━━━━━ SUPPLIED DATA

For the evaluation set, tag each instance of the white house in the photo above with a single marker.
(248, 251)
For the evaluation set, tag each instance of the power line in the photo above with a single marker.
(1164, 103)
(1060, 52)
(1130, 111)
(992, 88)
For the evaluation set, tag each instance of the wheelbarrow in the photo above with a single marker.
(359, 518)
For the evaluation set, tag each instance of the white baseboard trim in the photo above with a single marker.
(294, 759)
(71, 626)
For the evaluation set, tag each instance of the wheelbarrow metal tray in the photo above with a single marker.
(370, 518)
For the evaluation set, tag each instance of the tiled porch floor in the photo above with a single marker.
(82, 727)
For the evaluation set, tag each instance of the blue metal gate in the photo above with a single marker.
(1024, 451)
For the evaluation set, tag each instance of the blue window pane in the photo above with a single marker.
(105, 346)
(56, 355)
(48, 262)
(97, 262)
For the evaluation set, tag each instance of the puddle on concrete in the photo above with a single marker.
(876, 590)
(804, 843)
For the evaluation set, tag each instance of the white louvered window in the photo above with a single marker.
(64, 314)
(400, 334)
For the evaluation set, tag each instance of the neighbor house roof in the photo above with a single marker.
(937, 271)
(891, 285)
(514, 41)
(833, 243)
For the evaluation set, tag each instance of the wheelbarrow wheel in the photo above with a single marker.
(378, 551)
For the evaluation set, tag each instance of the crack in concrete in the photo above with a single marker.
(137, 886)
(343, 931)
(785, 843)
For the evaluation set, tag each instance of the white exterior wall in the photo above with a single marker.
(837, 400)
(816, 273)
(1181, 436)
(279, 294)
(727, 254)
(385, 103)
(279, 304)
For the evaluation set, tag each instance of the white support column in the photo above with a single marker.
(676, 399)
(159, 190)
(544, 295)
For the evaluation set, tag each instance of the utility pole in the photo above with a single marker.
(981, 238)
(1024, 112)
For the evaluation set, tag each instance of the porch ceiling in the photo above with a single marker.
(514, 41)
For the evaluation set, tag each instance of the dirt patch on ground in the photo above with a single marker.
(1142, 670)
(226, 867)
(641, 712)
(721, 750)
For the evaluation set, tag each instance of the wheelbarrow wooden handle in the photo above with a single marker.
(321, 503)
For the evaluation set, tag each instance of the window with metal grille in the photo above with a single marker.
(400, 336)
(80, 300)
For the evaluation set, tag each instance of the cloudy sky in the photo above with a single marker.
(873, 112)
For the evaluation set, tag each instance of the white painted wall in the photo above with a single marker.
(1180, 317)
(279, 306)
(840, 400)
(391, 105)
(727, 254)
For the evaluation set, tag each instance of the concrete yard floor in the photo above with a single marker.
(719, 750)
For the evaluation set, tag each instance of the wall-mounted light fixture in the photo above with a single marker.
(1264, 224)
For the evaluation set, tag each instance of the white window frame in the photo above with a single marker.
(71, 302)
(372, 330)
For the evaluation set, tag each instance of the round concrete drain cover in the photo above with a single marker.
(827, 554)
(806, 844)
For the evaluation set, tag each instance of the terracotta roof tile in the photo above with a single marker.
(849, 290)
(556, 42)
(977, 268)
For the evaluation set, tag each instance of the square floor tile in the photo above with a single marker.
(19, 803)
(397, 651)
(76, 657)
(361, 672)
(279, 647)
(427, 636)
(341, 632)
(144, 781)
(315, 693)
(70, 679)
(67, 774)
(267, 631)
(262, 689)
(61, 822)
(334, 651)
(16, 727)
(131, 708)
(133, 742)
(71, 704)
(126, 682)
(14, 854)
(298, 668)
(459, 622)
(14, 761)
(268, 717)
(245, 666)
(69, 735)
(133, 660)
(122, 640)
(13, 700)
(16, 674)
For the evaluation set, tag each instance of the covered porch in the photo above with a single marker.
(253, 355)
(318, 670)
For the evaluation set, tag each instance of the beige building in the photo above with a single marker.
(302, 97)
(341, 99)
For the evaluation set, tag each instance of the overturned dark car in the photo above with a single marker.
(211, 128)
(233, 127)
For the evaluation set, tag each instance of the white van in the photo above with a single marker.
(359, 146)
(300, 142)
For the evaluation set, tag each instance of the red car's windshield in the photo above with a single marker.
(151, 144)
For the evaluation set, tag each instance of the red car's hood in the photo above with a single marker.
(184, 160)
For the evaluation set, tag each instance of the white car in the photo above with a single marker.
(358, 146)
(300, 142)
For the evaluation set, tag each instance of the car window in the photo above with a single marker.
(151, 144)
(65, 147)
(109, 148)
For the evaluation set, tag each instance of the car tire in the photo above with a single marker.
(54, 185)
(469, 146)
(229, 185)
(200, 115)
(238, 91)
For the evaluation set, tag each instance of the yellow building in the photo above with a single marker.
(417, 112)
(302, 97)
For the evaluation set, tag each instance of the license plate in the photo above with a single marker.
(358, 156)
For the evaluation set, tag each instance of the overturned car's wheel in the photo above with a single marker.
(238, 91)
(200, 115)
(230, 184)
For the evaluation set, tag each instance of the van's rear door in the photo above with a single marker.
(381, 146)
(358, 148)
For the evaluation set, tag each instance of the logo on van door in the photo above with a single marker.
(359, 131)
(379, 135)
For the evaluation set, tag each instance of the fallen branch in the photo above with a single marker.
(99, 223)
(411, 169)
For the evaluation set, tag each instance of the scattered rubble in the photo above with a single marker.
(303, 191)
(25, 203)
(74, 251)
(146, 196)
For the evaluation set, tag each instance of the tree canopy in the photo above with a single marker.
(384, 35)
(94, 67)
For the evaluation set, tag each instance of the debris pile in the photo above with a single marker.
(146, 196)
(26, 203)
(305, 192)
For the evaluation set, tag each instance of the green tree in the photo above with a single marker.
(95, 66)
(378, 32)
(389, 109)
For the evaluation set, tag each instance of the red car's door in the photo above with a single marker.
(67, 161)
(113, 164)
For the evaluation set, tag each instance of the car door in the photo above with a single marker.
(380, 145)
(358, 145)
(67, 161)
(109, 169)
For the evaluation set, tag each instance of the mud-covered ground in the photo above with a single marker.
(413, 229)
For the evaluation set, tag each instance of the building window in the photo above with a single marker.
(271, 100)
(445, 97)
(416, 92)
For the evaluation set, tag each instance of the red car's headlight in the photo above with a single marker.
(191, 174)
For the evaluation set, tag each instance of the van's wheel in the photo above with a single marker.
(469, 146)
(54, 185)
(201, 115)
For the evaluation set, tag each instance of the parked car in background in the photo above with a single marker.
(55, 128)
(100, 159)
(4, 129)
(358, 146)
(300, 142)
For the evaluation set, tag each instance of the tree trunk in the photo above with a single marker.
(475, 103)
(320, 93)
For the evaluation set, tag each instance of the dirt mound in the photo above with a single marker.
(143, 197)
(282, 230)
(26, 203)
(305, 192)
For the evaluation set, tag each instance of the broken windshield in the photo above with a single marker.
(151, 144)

━━━━━━━━━━
━━━━━ SUPPLIED DATA

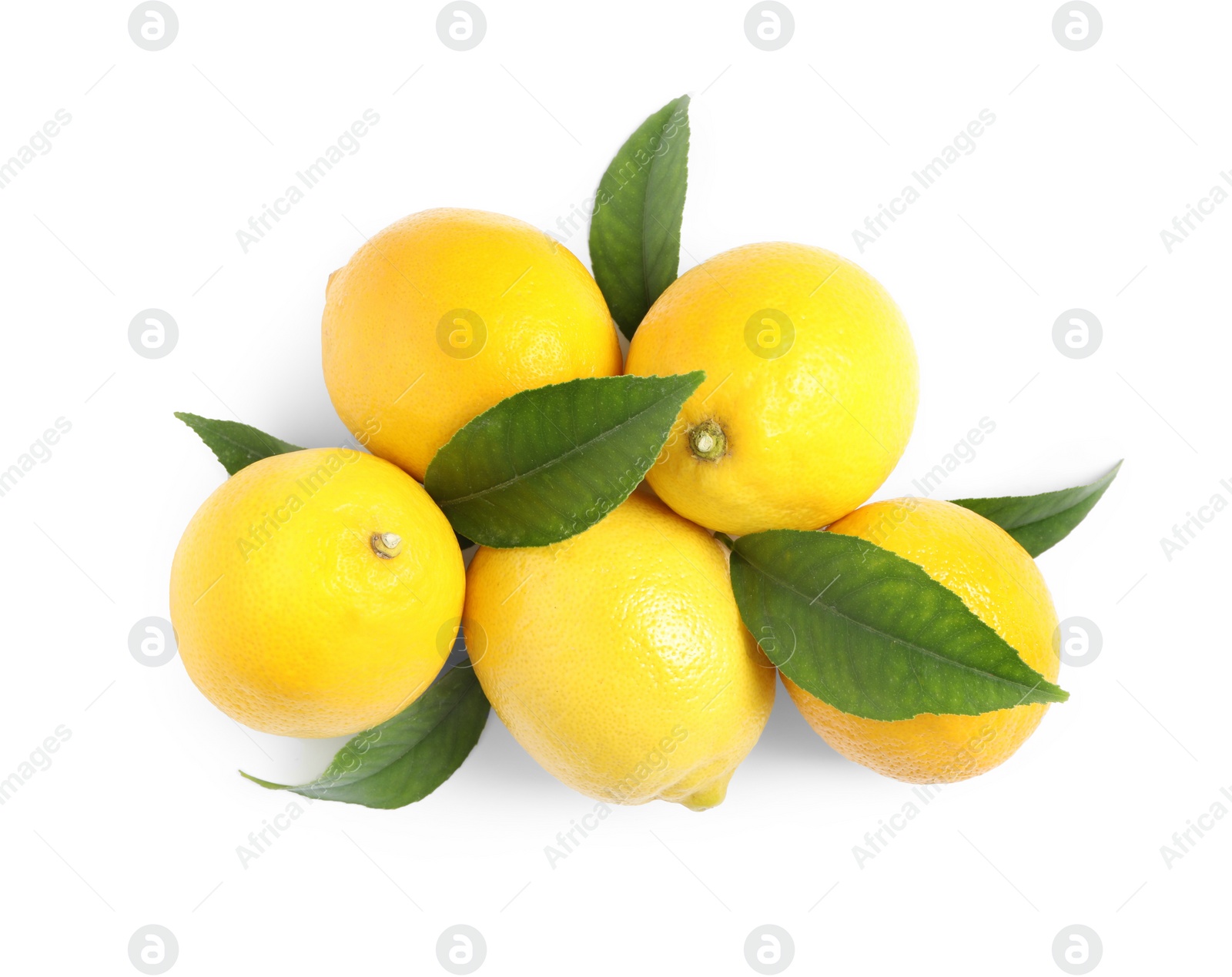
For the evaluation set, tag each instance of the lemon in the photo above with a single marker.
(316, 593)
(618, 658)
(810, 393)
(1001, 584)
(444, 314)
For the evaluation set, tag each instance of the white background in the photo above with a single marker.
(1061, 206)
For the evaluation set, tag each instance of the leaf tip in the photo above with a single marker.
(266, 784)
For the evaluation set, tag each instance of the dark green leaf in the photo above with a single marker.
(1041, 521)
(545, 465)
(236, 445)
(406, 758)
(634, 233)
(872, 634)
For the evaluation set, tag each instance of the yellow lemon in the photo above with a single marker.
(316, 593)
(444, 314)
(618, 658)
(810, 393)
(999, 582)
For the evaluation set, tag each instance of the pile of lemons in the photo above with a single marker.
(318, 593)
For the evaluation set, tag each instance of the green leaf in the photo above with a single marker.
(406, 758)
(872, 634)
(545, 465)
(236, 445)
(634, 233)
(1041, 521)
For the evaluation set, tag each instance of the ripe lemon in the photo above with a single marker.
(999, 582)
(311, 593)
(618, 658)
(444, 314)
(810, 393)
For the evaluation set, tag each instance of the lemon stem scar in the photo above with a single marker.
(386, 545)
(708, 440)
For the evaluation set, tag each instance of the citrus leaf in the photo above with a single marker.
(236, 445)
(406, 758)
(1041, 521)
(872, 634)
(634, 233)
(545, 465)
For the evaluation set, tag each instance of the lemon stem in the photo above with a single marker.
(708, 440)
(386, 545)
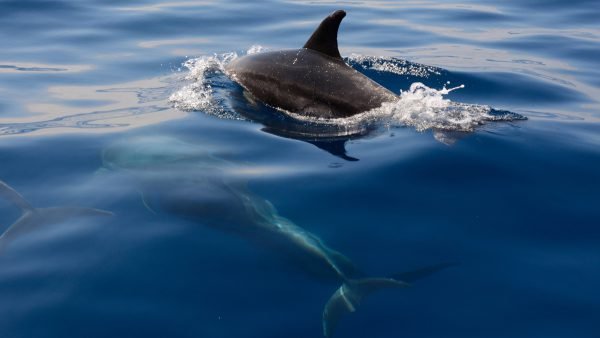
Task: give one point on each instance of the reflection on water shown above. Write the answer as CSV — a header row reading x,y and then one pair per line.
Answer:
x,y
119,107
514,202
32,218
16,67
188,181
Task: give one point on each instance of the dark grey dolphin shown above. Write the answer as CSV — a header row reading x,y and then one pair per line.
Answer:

━━━━━━━━━━

## TASK DETAILS
Lay out the lines above as a numbered list with blank lines omitted, beginning at the line that contains "For the evaluation set, tag each instance of the white house" and stopping after the line that contains "(1024, 451)".

## TASK SOLUTION
1. For the evaluation set, tag each instance of the white house in the photo above with a single marker.
2. (248, 251)
3. For the evaluation set, tag each instance of the power line in the photo above with a single marker.
4. (1164, 103)
5. (1060, 52)
6. (1130, 111)
7. (992, 88)
8. For the evaluation set, tag each instance of the wheelbarrow in the photo above with a single marker.
9. (359, 518)
10. For the evaluation set, tag each instance of the white baseboard trim in the photo above with a single marker.
11. (294, 759)
12. (71, 626)
13. For the evaluation set, tag each instance of the wheelbarrow metal tray in the photo above with a single marker.
14. (370, 518)
15. For the evaluation set, tag each instance of the tiled porch floor in the photo above with a single marker.
16. (82, 727)
17. For the evaluation set, tag each instance of the blue metal gate in the photo above with a single marker.
18. (1024, 451)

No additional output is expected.